### WORK INSTRUCTION
According to the Karl Marx text, which city did Marx flee to and remain in until his death?

** Opening PROVIDED TEXT block **

“The philosophers have only interpreted the world, in various ways; the point is to change it.”
– Karl Marx
Born in 1818 in Germany to Jewish parents, Karl Marx studied law but went on to study philosophy then revolution instead. In 1844 he met Fredrich Engles in Paris and together they wrote the communist manifesto in 1848. Marx was also a journalist and editor of a radical newspaper in Europe. He later fled to London until his death in 1883.
Marx believed that you could learn anything about a society by analysing the way its economic forces shaped social, religious, legal and political processes. He was a technological determinist and took a teleological approach to history (i.e. that everything is moving towards and end point).
Marxism fuses Hegelian philosophy, British empiricism and French revolutionary politics and tried to use scientific method to prove points, showing Darwin’s influence at the time. It centers on the idea of dialectic materialism – where two opposing ideas or things clash:
Thesis + Antithesis => Synthesis
In the case of the lead up to communism, the thesis would be the Bourgeoisie, the antithesis – the proletariats and the synthesis (or resolution) would be socialism.
Karl Marx thought that capitalism was not sustainable (as commodities cost more than wages due to profit margins) and that society was moving towards communism. In his eyes, social and political history was structured as such:
1. Communal living (such as prehistory when everyone worked together)
2. Slave society (where one group or individual took over)

** Closing PROVIDED TEXT block **
** Opening GIVEN MATERIAL block **

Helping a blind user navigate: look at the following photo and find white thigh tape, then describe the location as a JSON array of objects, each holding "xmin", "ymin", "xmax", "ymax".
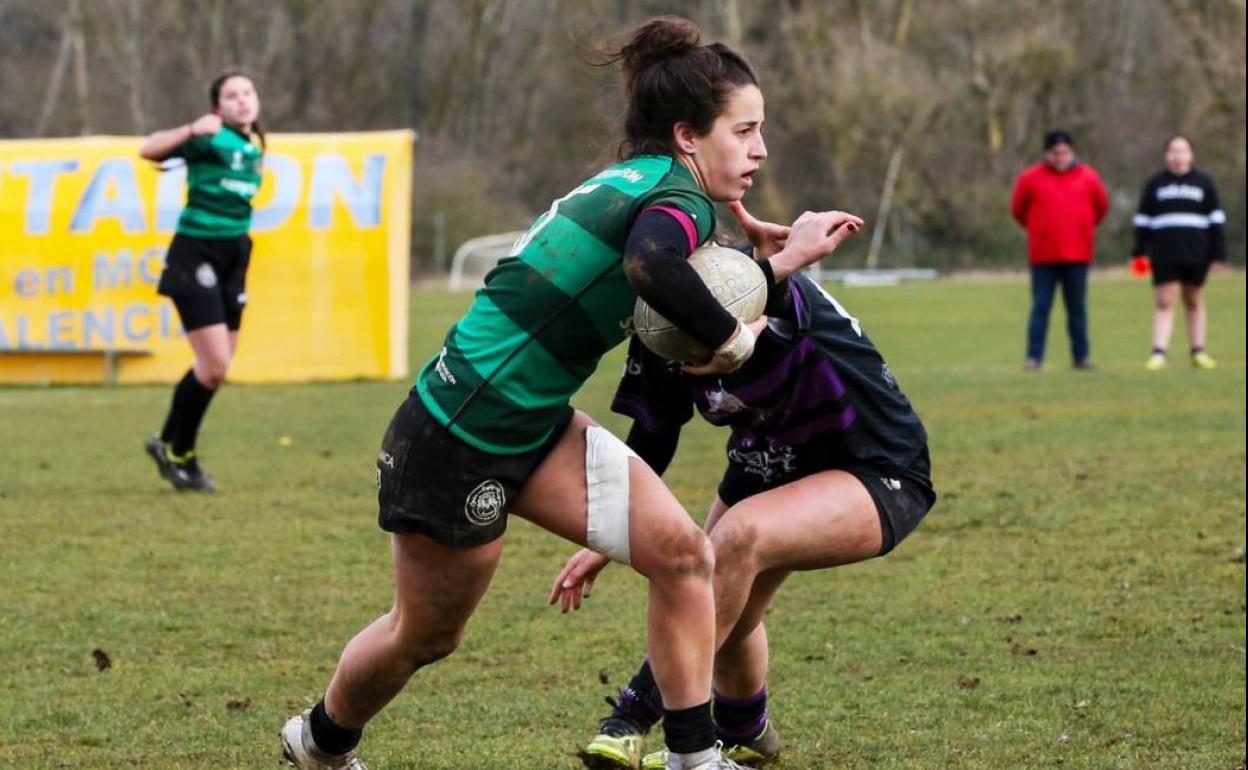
[{"xmin": 585, "ymin": 426, "xmax": 636, "ymax": 564}]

** Closing GIVEN MATERIAL block **

### RESPONSE
London